データの冒頭から「89L157 46L106 37L48」を含む行までの各行を、「rough mask」を「coarse mask」に置き換えて書き直してください。その他の箇所は一切変更しないでください。

#### [元データ]
********

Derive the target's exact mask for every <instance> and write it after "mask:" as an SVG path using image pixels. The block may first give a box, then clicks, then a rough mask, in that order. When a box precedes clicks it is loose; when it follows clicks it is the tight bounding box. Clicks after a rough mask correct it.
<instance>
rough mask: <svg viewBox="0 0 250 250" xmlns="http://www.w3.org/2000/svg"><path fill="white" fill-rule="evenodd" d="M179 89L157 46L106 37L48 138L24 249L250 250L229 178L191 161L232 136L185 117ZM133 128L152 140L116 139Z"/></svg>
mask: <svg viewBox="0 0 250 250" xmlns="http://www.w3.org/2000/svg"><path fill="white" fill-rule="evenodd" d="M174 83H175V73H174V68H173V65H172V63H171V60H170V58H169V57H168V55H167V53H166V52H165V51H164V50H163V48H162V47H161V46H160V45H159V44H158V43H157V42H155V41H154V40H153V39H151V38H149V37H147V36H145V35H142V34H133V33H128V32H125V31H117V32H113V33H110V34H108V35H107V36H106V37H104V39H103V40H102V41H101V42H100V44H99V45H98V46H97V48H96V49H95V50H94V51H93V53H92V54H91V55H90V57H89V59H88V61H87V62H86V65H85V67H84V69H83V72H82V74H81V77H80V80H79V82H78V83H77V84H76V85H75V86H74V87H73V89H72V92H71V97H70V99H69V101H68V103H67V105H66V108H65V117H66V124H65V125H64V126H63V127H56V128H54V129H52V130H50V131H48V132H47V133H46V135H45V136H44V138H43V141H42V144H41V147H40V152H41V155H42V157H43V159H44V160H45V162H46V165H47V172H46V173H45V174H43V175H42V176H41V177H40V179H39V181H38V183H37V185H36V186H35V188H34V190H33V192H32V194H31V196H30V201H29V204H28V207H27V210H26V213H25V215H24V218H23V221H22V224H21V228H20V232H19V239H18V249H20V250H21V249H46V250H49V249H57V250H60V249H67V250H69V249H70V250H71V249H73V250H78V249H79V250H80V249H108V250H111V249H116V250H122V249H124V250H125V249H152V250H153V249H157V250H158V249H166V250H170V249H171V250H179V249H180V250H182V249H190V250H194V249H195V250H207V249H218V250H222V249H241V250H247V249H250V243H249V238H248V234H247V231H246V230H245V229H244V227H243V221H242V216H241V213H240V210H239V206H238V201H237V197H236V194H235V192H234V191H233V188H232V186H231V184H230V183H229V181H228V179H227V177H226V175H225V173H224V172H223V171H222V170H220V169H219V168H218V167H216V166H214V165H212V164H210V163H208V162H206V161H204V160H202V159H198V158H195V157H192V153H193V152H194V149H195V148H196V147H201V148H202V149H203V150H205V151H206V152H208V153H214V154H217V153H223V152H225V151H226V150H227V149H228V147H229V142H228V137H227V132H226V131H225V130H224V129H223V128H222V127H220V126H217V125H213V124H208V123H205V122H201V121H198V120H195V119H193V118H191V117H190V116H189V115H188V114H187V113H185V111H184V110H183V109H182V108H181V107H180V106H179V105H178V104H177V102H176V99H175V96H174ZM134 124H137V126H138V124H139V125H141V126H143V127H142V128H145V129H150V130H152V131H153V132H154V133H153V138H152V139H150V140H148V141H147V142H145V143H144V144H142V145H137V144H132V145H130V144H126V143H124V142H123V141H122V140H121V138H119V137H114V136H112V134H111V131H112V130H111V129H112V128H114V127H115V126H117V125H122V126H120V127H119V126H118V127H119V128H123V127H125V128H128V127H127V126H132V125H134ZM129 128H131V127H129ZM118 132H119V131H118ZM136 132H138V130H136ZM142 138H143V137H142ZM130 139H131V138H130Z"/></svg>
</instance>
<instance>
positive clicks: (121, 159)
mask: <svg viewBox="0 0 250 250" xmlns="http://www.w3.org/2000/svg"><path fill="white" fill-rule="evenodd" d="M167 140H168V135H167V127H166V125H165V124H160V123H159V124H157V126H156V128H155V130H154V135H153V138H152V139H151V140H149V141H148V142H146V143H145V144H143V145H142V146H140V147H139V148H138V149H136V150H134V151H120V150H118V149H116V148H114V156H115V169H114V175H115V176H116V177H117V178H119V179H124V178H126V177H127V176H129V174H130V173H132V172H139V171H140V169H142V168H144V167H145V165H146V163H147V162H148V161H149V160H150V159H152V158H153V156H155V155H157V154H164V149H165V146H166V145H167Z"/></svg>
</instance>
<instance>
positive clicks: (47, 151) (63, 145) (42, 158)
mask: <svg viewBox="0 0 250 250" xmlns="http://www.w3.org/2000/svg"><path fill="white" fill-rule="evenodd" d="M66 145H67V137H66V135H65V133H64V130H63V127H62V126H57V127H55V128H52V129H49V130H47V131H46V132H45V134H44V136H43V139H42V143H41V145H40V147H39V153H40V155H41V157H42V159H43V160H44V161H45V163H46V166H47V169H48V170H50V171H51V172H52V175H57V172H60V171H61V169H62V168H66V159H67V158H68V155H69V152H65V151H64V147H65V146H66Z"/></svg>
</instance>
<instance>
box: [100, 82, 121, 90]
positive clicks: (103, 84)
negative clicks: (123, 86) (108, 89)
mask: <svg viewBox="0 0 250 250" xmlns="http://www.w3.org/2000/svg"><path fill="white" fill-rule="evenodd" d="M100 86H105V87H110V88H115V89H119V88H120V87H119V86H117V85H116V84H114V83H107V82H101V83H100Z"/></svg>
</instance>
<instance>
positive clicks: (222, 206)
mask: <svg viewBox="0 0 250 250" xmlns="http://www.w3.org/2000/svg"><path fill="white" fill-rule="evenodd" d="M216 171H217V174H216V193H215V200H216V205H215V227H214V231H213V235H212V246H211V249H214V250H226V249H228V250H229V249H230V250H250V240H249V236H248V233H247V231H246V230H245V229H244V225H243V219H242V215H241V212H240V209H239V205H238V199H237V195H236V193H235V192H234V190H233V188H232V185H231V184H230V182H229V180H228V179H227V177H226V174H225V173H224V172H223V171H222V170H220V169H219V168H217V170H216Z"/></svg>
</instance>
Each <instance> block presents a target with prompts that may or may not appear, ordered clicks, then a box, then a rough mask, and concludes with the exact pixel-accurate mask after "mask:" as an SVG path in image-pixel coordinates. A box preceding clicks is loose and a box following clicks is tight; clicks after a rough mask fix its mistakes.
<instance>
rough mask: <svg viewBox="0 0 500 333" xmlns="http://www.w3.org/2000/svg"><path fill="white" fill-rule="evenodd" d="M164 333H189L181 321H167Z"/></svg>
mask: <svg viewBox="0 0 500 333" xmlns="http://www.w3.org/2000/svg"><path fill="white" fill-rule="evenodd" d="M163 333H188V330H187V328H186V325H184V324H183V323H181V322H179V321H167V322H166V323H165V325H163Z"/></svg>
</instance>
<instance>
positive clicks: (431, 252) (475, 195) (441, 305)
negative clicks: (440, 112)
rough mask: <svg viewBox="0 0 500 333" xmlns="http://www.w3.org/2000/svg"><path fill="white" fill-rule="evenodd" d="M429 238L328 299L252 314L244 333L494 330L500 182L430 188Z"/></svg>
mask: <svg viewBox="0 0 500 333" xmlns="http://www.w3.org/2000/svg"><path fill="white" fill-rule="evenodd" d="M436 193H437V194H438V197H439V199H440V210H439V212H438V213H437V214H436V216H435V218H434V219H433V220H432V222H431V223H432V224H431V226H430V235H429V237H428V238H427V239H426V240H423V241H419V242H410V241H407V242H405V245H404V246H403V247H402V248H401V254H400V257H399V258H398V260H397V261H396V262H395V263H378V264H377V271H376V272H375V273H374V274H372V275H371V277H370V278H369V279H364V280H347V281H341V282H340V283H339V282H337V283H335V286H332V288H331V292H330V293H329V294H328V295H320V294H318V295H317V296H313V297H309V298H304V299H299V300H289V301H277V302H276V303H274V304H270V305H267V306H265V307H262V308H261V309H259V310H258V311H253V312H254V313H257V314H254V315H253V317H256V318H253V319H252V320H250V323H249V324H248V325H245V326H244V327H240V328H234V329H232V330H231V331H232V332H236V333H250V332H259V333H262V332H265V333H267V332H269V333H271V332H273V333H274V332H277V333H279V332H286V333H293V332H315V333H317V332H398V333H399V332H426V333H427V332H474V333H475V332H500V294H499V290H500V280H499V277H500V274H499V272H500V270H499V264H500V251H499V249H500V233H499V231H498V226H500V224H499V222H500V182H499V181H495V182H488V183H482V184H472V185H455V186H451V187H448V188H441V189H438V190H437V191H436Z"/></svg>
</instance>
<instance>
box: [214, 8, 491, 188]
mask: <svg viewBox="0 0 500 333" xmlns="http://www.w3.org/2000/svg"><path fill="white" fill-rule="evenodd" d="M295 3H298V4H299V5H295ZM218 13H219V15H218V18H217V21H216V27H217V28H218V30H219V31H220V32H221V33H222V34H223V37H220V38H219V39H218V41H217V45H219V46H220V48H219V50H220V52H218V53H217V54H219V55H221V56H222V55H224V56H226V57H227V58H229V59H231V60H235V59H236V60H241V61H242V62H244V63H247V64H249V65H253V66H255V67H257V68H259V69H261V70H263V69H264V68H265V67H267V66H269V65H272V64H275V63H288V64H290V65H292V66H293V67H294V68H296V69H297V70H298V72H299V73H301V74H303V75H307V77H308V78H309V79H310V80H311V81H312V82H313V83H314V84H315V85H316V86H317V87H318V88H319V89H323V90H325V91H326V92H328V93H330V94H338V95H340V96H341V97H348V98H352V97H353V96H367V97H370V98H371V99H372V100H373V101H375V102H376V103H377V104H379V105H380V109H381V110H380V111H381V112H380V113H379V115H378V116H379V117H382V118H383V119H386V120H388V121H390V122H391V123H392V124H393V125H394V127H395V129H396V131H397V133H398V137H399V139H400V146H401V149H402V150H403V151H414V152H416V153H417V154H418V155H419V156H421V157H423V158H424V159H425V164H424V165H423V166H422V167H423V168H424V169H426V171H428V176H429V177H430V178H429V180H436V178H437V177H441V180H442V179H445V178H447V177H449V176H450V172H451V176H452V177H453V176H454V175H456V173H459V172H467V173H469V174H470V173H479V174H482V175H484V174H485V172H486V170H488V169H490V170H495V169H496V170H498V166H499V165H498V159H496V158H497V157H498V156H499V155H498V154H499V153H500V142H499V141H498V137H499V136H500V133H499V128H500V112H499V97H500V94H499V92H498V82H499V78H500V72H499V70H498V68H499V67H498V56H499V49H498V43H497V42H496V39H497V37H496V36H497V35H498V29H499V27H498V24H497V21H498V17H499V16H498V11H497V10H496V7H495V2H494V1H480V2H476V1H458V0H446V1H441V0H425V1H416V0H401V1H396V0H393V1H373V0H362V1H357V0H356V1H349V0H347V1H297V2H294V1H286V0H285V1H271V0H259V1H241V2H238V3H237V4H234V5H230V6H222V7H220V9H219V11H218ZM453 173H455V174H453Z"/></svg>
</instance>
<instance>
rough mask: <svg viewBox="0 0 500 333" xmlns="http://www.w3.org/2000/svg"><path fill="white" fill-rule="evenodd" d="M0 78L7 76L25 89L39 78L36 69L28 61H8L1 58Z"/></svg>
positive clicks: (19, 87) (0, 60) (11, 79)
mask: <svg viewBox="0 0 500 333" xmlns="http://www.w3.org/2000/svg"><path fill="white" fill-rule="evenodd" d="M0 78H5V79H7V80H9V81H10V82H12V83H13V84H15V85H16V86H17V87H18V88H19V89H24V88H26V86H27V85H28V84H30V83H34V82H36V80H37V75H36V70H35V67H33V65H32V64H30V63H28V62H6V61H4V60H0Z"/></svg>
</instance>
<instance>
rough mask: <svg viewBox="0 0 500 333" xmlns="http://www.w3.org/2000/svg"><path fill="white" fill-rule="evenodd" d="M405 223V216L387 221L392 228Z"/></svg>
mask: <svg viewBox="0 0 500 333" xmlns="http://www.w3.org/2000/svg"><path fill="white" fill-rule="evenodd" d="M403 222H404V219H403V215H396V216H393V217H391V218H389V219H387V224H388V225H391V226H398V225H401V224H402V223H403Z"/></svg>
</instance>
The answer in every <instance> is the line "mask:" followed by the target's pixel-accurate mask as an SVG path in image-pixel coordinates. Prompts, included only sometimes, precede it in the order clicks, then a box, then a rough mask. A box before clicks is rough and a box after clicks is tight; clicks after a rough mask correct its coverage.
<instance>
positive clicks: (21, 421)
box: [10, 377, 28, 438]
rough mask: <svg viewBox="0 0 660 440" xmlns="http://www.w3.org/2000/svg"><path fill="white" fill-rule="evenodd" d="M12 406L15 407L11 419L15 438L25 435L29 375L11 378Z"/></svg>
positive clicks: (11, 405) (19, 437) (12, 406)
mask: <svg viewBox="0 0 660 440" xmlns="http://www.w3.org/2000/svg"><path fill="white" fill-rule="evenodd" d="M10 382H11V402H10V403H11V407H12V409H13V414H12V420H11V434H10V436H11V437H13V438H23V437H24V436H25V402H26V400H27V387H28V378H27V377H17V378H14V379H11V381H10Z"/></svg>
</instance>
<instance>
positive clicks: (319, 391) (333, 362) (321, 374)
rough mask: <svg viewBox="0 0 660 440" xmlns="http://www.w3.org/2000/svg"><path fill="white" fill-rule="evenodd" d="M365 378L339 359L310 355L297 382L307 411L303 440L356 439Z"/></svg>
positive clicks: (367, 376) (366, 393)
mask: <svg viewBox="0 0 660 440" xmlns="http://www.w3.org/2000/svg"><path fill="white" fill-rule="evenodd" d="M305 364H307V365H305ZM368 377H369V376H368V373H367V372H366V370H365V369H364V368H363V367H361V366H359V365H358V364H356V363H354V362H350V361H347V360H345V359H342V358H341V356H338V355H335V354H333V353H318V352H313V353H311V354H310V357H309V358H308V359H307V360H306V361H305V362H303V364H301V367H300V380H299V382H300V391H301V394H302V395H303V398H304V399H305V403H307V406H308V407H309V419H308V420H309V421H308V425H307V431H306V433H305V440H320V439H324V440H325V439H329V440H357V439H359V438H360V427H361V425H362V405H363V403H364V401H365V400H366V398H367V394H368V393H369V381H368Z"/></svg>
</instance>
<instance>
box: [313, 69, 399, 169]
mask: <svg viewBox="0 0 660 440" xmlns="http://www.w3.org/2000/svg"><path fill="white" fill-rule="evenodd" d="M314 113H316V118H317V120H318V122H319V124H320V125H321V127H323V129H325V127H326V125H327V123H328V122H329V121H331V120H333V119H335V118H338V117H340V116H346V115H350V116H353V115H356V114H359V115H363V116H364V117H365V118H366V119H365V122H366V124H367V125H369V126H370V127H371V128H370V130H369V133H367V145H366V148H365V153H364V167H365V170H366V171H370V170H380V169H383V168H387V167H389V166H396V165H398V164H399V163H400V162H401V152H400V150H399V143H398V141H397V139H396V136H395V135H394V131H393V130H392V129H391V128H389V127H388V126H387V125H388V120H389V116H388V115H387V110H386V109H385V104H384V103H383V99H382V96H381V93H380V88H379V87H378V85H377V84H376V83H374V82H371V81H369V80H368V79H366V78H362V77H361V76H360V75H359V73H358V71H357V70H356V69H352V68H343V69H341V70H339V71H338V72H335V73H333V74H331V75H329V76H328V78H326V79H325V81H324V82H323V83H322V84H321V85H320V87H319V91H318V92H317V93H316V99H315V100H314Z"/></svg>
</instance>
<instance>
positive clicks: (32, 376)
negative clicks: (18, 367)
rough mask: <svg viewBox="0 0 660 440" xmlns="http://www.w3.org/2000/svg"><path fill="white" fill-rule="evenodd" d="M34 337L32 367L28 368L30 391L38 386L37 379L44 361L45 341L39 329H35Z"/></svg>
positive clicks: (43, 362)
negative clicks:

********

#### [回答]
Derive the target's exact mask for every <instance> and write it after "mask:" as an SVG path using image pixels. The block may first give a box, then clicks, then a coarse mask, in that order. When a box precedes clicks it is loose; when it follows clicks it is the tight bounding box. Clicks after a coarse mask correct it.
<instance>
coarse mask: <svg viewBox="0 0 250 250" xmlns="http://www.w3.org/2000/svg"><path fill="white" fill-rule="evenodd" d="M179 89L157 46L106 37L48 138L24 249L250 250L229 178L191 161L232 136L185 117ZM133 128L152 140L116 139Z"/></svg>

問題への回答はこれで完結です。